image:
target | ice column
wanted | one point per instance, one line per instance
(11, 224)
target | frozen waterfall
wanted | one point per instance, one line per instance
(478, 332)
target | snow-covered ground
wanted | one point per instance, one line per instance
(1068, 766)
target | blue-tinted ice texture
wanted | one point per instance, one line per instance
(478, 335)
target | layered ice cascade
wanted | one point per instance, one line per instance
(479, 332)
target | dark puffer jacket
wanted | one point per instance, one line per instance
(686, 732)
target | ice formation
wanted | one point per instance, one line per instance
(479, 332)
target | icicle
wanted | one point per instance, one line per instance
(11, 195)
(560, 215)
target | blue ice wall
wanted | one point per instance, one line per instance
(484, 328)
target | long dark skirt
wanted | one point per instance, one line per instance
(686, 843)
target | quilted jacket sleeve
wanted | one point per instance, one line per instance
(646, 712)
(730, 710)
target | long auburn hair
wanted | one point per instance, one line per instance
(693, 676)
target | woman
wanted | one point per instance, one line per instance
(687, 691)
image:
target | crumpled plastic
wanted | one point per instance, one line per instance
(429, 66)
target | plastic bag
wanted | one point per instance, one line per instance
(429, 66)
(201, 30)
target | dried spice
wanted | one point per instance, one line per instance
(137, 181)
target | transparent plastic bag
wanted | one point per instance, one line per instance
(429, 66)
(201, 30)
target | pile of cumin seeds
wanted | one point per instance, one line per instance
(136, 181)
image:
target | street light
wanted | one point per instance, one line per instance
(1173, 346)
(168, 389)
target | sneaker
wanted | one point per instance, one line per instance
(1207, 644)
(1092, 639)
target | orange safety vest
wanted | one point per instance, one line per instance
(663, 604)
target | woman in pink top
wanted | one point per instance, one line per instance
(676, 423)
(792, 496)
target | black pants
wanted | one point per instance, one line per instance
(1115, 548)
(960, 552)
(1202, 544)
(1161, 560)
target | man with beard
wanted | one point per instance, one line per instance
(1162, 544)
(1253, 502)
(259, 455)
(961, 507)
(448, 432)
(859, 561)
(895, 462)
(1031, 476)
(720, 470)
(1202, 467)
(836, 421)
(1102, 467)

----------------

INSTRUCTIONS TO FOLLOW
Update everything from the line containing "target | quilted jacket sleeve" down to the end of the records by changing "street light" to "lamp post", and leave every other part unchanged. Reproduce only that span of lines with the change applied.

WORKED SOLUTION
target | quilted jacket sleeve
wanted | one point per instance, one line per instance
(646, 712)
(730, 710)
target | long auburn hair
wanted | one point per instance, one line per instance
(693, 676)
target | woman
wanted | one point per instance, one line per instance
(687, 691)
image:
target | crumpled plastic
wanted | one point per instance, one line per instance
(429, 66)
target | plastic bag
wanted | one point per instance, one line per instance
(429, 66)
(201, 30)
target | dried spice
wanted | one point per instance, one line per instance
(137, 181)
target | transparent plastic bag
wanted | one point per instance, one line per instance
(429, 66)
(201, 30)
target | pile of cumin seeds
wanted | one point per instance, one line per instance
(136, 181)
image:
target | lamp post
wanted | one point per instance, one line per instance
(1173, 346)
(168, 389)
target | sneaker
wanted | one point per instance, one line per instance
(1207, 644)
(1092, 639)
target | orange safety vest
wanted | one point per instance, one line per instance
(663, 604)
target | woman in pink top
wanted | one point per instance, one line per instance
(676, 423)
(792, 496)
target | black pants
wanted | one point per instance, one line per instance
(1115, 548)
(960, 552)
(1202, 544)
(1161, 560)
target | man with beard
wanted | one point per instance, one line per instance
(1162, 544)
(1253, 502)
(259, 455)
(961, 507)
(448, 432)
(859, 561)
(895, 462)
(1031, 476)
(720, 470)
(1202, 467)
(836, 421)
(1102, 467)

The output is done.